◆ **INPUT RECORDS**
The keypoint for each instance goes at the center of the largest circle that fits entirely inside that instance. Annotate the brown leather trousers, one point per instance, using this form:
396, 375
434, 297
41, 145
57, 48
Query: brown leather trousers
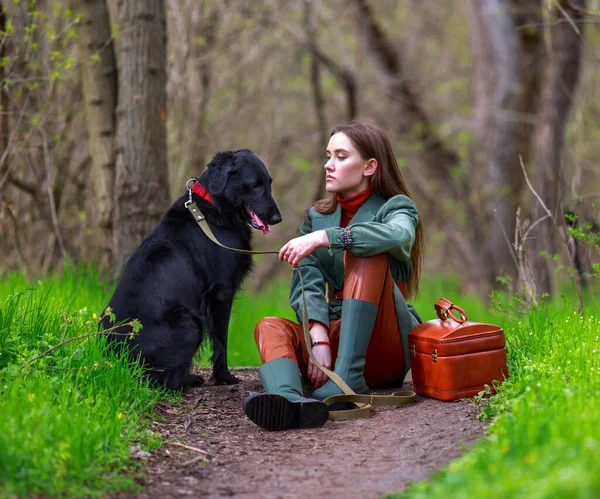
368, 279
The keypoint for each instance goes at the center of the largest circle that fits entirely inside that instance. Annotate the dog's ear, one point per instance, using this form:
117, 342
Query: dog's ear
220, 169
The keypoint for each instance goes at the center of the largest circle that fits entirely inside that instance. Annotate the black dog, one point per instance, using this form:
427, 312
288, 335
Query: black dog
180, 284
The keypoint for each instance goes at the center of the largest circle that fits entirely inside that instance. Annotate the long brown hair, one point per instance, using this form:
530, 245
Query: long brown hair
387, 181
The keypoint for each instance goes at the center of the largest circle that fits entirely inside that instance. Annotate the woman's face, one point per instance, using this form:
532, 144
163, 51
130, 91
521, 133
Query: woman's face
348, 173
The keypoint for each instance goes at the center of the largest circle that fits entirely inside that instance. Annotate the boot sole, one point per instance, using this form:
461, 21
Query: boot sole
274, 412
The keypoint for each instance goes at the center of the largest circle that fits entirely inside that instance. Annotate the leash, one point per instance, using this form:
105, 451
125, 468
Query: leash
364, 403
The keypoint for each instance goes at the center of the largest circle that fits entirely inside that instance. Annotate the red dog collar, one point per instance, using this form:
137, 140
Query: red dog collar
201, 191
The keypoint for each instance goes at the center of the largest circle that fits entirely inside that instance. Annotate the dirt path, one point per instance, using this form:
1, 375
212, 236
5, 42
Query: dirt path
362, 458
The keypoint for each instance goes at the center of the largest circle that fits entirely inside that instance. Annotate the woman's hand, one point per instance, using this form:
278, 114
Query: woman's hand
322, 353
296, 249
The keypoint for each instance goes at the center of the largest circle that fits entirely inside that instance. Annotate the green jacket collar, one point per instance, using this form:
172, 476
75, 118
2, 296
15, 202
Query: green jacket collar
365, 213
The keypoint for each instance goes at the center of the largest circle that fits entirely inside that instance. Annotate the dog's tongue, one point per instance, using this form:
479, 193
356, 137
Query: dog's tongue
265, 228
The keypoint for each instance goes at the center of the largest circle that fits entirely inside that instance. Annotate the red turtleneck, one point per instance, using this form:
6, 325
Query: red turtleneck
351, 205
349, 208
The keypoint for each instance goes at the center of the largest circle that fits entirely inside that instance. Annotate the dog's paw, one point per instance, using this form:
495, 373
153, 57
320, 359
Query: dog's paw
224, 379
194, 380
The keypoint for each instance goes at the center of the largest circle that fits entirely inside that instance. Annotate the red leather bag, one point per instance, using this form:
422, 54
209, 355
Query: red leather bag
453, 358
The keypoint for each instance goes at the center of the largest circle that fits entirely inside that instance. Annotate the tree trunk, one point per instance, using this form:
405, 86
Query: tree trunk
141, 187
560, 82
318, 99
412, 118
512, 35
202, 39
99, 85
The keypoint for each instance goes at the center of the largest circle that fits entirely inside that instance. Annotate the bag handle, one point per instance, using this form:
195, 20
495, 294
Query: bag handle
444, 308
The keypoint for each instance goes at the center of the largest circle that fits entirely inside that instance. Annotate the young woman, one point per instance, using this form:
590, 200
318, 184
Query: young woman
360, 256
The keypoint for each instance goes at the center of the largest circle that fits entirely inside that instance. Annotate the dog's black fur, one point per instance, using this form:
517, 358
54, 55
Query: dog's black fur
179, 284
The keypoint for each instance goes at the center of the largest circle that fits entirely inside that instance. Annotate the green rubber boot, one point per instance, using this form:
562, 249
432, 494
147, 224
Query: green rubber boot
283, 406
358, 319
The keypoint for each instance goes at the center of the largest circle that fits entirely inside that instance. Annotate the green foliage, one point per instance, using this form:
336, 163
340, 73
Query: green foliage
544, 437
70, 417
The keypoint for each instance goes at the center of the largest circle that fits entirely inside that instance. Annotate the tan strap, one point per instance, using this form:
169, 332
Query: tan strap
364, 403
203, 224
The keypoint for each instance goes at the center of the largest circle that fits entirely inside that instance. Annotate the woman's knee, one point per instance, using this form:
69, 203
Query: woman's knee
364, 277
275, 338
268, 326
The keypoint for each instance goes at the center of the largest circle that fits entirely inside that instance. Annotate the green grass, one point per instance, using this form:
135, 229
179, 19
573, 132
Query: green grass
71, 417
544, 438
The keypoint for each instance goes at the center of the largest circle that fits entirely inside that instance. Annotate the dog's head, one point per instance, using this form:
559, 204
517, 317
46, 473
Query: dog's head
239, 181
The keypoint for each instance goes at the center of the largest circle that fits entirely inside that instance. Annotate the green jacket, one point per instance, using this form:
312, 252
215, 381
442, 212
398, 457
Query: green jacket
378, 226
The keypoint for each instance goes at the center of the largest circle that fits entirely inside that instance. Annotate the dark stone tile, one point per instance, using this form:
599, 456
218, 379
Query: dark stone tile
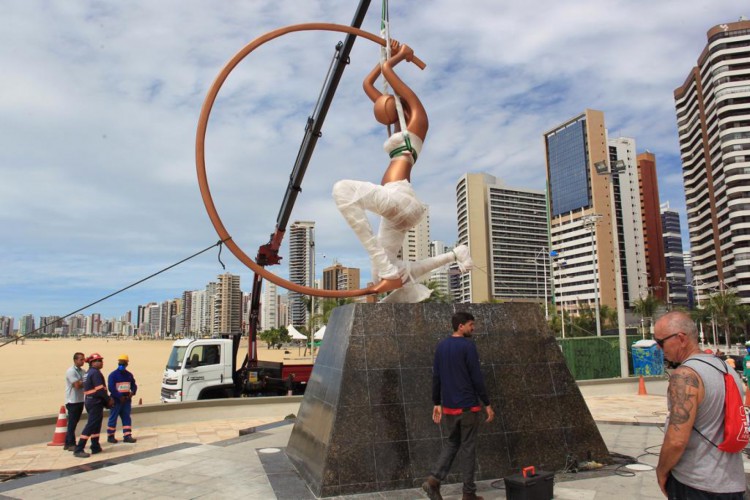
546, 412
355, 355
379, 321
515, 414
522, 450
584, 442
389, 423
392, 461
562, 380
419, 424
510, 380
354, 425
424, 454
365, 421
493, 458
356, 464
381, 352
416, 385
553, 453
416, 351
384, 386
354, 388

◆ **ACTIVITY**
Leaving the pictures out, reproduce the entries above exactly.

◆ **ANSWER SECTION**
The keypoint for each instance goes at the center of the largest circle that fits entirely inside that instance. Annotate the brown leather trousers, one point per instance, using this form:
396, 375
434, 297
41, 145
57, 48
Query: brown leather trousers
368, 279
The keypoint for each instance goes at the center of the largest circle that fits entirely inside that instance. Annotate the dog's ear, one point per instance, using this form:
117, 342
Query: dog's ear
220, 169
The keypoint for each instance goes at the center of the largest circle that fits entirely inside that instance. Annotate the black dog, one point per instance, using this form:
427, 312
288, 335
Query: black dog
180, 284
The keypoint for each instance goes at the center of the largest circle that fits entirely inside that instance. Annotate the long brown hair, one point per instance, using this form:
530, 245
Query: long brown hair
387, 181
The keypoint for each instance goes at the center of the largest circle that fits entirely inside that instance. Annotate the woman's face, one point per instance, using this form:
532, 144
163, 51
130, 91
521, 133
Query: woman's face
348, 173
The keypoint for each instance goes at the center of the largest circle that fits entirely inside that instance. Annotate the boot sole, one point per instance, using this form:
461, 21
Query: boot sole
274, 412
The keypoint for each instance goes at the center of the largest circle that fits entirely inside that instance. Annotate the leash, one point per instance, using this form:
105, 451
125, 468
Query: leash
364, 403
The keypoint for each instance goes at the center of the largest circle that fits entirely inside that instance. Annotate the red dog collar, one point per instance, using this form:
137, 140
Query: red dog collar
201, 191
The keypoint for each instance goes at the center of the largest circle that fits entirely inside that instance. Annotate the dirt path, one point per instance, using this form:
1, 375
212, 236
5, 42
Query: dirt path
362, 458
The keypoint for each instance goes at the center of the largest circle that fits entirely inside that instance. Annotate the woman's hand, one point per instance, using this form:
278, 114
Query: woman's hand
322, 353
296, 249
The keypoint for each instance goes at the center of the largest circle that fits entirely inside that instance. Annotate the green jacket collar, one point per instance, using this form:
172, 476
75, 118
2, 296
15, 202
Query: green jacket collar
365, 213
The keypoint for each instance goes at the center of the largest circle that fits entirely inside that instance. Annotate the dog's tongue, one point per instance, using this form:
479, 193
356, 137
Query: dog's tongue
265, 228
The keypoint for each instance goes at the center of the largest circle that fits entirely inside that instance. Annotate the red turtleneck, one point per instance, using this form:
6, 325
Query: red turtleneck
351, 205
349, 208
The keypoint for each instance goes at the center of the largest circle that fits entirely inside that instance. Annotate the dog's paw, one point per instance, using this form:
495, 373
153, 57
320, 359
Query: dog's paw
224, 379
194, 380
The keypoint for each instance goes at the center of the largest circle that fits entirely inside that instance. Annotate the red leather bag, one point per instance, using this form:
422, 54
209, 355
Query: red leather bag
453, 358
The keypoint for each instance goes at the center of the largest circle that fits entirely inside that instance. Annotate the tree trunk, one point per instance, using this form:
405, 86
Query: tree trunk
141, 187
560, 82
318, 99
412, 118
512, 35
202, 39
99, 85
The keypoint for each instance goes at the center of the largest circle that fits entirely inside that instance. Annotate the bag handle, one point per instance, using this form:
195, 20
495, 294
Query: bag handle
444, 308
The keypoint for each instance goes at the center of the largest circle that fits entirely inside that instance. Annotate the young woman, one point per instance, using this form:
590, 200
318, 184
Query: young woman
360, 256
The keypoint for each instance goes at the center of the largest circle that fits entirely inside that instance. Annotate the dog's black fur, one point per instance, using this form:
517, 358
54, 55
Query: dog's black fur
179, 284
The keypoint for each instance goes at the center of the largest circle that fits entirely inside that instance. Annotate the green rubber boot, one point per instance, using this form:
562, 249
432, 494
147, 224
Query: green rubber boot
283, 406
358, 319
The keypoint for each instance goes at the center of the largest circle that fits entirely inside that instance. Annotate the green foliage, one point per instance, using this form:
336, 163
340, 73
Query: green foliage
544, 437
70, 417
The keypoint for each instance goes at the center of the largest circle that fits entirely inside that instance. Annotate the tan strap, one point per instance, using this form:
169, 332
Query: tan strap
364, 403
203, 224
The keypoint for each instance goes at the center of the largest circle that fits entirely inside that instance. Annotate the woman's knee, one point per instance, using this form:
69, 203
Query: woman's knee
364, 277
275, 338
268, 326
The keypoint for each instance goes at the center of the largest circle that fits entirely inside that instance. Annotate the green grass, one point per instance, using this form:
135, 229
179, 19
573, 132
Query: green grass
71, 417
544, 438
The keypoint for each instance goes at the center of the largest circle that fits entirely inside that instance. Annotate the dog's head, one point per instance, using this form:
559, 204
517, 317
46, 473
Query: dog's head
239, 181
The keypoint for each instance goes at the center of the largest circle that fits entirely inside that instance. Annotate the green jacket, one point per instance, using this form:
312, 252
215, 381
442, 212
398, 457
Query: green jacket
378, 226
The keypoint for each instance goes at the center of the largest circle that fits entirely inside that instance. Annotate the dark stone tile, one point per instance, using this form:
599, 456
218, 379
Query: dark stone tile
546, 412
355, 355
379, 321
515, 414
522, 450
584, 442
389, 423
392, 461
562, 380
419, 424
510, 380
354, 425
424, 454
365, 421
493, 458
356, 464
381, 352
416, 385
553, 453
416, 351
384, 386
354, 388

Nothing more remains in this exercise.